Box-labeled dataset extracts
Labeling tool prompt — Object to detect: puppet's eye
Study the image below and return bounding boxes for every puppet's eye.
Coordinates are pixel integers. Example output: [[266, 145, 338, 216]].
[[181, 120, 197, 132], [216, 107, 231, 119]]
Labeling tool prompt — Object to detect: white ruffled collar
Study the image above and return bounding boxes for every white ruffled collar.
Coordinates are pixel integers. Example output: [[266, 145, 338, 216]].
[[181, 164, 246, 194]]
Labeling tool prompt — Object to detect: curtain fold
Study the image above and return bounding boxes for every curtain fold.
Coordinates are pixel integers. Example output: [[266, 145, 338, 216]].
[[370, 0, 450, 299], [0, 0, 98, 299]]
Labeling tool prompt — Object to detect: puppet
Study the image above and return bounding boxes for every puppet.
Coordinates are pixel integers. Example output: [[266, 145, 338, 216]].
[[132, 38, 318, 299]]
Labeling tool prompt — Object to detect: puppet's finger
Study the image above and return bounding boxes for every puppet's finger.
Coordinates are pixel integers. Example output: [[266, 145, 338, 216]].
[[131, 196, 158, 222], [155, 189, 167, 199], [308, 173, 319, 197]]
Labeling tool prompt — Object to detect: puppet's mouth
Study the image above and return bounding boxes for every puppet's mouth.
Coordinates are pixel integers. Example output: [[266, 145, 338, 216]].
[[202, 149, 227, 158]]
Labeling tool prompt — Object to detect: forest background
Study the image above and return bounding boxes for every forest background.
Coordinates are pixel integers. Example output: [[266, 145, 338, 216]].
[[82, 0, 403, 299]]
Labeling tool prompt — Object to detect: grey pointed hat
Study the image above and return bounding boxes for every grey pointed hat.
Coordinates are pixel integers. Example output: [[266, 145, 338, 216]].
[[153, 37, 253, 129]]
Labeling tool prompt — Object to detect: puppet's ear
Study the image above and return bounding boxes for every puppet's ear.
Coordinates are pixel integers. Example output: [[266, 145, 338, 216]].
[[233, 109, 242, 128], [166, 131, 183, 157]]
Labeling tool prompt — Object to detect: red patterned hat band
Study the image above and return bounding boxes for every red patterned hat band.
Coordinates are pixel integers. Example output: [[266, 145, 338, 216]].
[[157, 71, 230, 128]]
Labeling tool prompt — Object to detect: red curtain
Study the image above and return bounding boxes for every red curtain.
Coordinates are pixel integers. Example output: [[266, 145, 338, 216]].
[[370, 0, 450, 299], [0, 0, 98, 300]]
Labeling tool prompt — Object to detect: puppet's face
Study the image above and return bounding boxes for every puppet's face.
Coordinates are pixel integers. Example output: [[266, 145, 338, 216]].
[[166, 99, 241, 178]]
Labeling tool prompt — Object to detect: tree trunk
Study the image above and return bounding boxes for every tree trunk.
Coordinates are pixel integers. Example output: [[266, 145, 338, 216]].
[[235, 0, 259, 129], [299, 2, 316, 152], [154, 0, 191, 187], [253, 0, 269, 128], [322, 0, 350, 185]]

_What the exercise asks_:
Word for word, extract all the records.

_Answer for this exercise_:
Labeling tool prompt — Object to detect: puppet's eye
Study the image below and return bounding boxes for every puppet's eye.
Coordinates are pixel integers. Example output: [[266, 145, 338, 216]].
[[181, 120, 197, 132], [216, 107, 231, 119]]
Labeling tool prompt — Object to detect: white ruffled collar
Study the image above and return bounding boxes for every white ruffled collar.
Coordinates are pixel integers. Example output: [[266, 145, 338, 216]].
[[181, 164, 246, 194]]
Labeling tool prompt — Object to detect: curtain fold
Study the image above and return bounding boxes for every curtain fold.
Coordinates are pixel integers. Example output: [[266, 145, 338, 216]].
[[370, 0, 450, 299], [0, 0, 98, 299]]
Labeling tool prompt — Object to detect: puppet
Study the image above and return bounding boxes for every puppet.
Coordinates are pixel integers. Example output: [[266, 145, 338, 216]].
[[132, 38, 318, 299]]
Labeling tool prompt — Object to detect: puppet's finger
Study the image above and return bounding boxes for every puppet's finger.
Coordinates are pixel integers. Example output: [[266, 145, 338, 216]].
[[131, 196, 158, 222], [155, 189, 167, 199], [308, 173, 319, 197]]
Labeling tool prompt — Object to detect: puppet's mouth
Study the image above and return bounding boxes for every puppet's mouth.
Coordinates are pixel integers. Example output: [[266, 145, 338, 216]].
[[202, 149, 227, 158]]
Labeling tool prompt — Object to detect: forest background
Study the image above and return bounding boxes for every forest background.
Coordinates are pixel integers. Example output: [[266, 145, 338, 216]].
[[82, 0, 403, 299]]
Labeling tool prompt — Object to detect: grey pointed hat
Study the image above and return bounding boxes for every grey pointed hat.
Coordinates are pixel integers. Example output: [[266, 145, 338, 216]].
[[153, 37, 253, 129]]
Labeling tool prompt — Object to detect: puppet's ear
Study the image above and return bounding boxes for every puppet's ear.
Coordinates are pixel integers. Example output: [[266, 145, 338, 216]].
[[233, 109, 242, 128], [166, 131, 183, 157]]
Labeling tool prompt — Object to detect: red patterned hat band
Study the image above and return bounding boxes for every red patterned hat band.
Coordinates are pixel integers. Example output: [[266, 145, 338, 216]].
[[157, 71, 230, 128]]
Labeling tool prompt — Object to detect: red curtain
Study the image above and return bounding boxes for every red curtain.
Coordinates are pixel integers. Example output: [[266, 145, 338, 216]].
[[370, 0, 450, 299], [0, 0, 98, 300]]
Labeling tool prompt — Object to detect: puppet's face
Study the image above and return bounding boxes for every puppet's face.
Coordinates are pixel integers. Example output: [[266, 145, 338, 216]].
[[166, 99, 241, 178]]
Labeling tool prompt — Object to detect: tree trunk
Study the image above and return bounding boxes for every tree trunk.
Coordinates are pixel integers. Example output: [[266, 145, 338, 216]].
[[235, 0, 259, 129], [299, 2, 316, 152], [154, 0, 191, 187], [253, 0, 269, 128], [322, 0, 350, 185]]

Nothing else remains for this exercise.